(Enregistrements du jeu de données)
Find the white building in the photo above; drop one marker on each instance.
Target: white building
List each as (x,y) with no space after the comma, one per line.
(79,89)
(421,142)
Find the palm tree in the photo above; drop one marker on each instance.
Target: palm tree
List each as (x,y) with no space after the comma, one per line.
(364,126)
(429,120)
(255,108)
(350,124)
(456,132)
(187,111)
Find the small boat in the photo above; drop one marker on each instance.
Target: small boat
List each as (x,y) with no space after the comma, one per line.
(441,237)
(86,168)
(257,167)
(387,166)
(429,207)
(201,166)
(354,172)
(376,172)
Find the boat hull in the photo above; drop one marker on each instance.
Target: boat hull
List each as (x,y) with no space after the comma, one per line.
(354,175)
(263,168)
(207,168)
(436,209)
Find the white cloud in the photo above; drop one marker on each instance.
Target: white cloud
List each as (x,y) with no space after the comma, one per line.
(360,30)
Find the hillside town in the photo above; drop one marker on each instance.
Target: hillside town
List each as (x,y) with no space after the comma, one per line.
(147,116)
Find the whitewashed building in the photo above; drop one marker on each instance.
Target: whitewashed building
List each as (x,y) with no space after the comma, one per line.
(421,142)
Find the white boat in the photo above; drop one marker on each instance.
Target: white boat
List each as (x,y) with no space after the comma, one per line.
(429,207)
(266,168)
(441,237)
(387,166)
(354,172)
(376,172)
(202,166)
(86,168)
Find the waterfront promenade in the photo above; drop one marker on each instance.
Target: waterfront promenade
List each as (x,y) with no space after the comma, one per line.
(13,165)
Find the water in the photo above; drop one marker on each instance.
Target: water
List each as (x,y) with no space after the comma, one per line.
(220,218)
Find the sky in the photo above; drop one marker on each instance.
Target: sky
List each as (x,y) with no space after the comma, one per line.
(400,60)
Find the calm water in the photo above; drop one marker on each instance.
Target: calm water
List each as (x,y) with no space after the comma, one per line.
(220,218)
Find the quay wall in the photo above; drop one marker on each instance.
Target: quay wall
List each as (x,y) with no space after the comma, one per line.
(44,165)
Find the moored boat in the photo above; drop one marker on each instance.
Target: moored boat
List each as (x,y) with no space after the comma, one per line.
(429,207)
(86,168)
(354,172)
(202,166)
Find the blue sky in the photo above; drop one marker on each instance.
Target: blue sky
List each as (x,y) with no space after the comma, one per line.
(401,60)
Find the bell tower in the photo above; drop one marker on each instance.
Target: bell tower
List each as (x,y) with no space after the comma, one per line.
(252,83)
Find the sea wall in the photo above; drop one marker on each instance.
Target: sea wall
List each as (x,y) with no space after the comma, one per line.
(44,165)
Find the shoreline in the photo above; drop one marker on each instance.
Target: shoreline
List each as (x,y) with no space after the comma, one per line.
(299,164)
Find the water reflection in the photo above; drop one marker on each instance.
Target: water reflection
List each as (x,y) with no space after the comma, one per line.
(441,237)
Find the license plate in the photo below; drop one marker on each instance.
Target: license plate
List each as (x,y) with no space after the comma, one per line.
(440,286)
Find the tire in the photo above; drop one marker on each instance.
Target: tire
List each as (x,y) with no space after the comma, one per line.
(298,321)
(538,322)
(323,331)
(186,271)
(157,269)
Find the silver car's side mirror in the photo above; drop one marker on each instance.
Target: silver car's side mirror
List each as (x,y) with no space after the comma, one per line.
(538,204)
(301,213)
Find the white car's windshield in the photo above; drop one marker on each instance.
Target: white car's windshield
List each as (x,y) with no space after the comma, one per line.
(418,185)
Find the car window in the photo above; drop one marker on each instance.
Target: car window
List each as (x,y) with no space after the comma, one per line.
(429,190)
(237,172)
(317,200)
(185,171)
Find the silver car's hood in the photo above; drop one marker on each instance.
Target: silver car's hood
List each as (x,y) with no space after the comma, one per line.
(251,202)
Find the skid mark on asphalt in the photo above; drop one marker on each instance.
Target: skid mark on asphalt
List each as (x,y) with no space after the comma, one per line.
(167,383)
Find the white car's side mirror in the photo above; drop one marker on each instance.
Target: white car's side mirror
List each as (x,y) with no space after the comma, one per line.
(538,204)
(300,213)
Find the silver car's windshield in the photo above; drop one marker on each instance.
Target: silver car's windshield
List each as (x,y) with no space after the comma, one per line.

§ CONSIGNE:
Réécrivez sous forme de tableau Markdown, avec les colonnes N° et Ligne, les lignes des enregistrements comprises entre celle qui contient « Find the skid » et la fin des enregistrements, bornes incluses. Omettez les lignes vides.

§ RÉPONSE:
| N° | Ligne |
|---|---|
| 1 | Find the skid mark on asphalt in the photo above; drop one marker on each instance. |
| 2 | Target: skid mark on asphalt |
| 3 | List each as (x,y) with no space after the comma, one per line. |
| 4 | (167,383) |
| 5 | Find the white car's side mirror in the photo above; drop one marker on each instance. |
| 6 | Target: white car's side mirror |
| 7 | List each as (x,y) with no space after the comma, one per line. |
| 8 | (538,204) |
| 9 | (300,213) |
| 10 | Find the silver car's windshield in the photo above; drop one marker on each instance. |
| 11 | Target: silver car's windshield |
| 12 | List each as (x,y) with no space after the comma, one per line. |